▸ Supplied material

# # #

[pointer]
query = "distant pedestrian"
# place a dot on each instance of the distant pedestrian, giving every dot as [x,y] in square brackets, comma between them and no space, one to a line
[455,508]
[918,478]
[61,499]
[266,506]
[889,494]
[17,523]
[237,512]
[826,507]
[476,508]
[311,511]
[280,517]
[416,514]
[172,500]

# # #

▸ Problem details
Reproduce every line of the entries above verbatim, in their original order.

▸ Exercise solution
[pointer]
query = "distant pedestrian"
# place a dot on each instance of the distant pedestrian, giving every dot as [x,y] in square brackets, comma between them and no space, one to a line
[455,508]
[918,478]
[61,499]
[266,506]
[889,494]
[17,523]
[237,512]
[826,507]
[476,508]
[311,511]
[280,517]
[416,514]
[172,500]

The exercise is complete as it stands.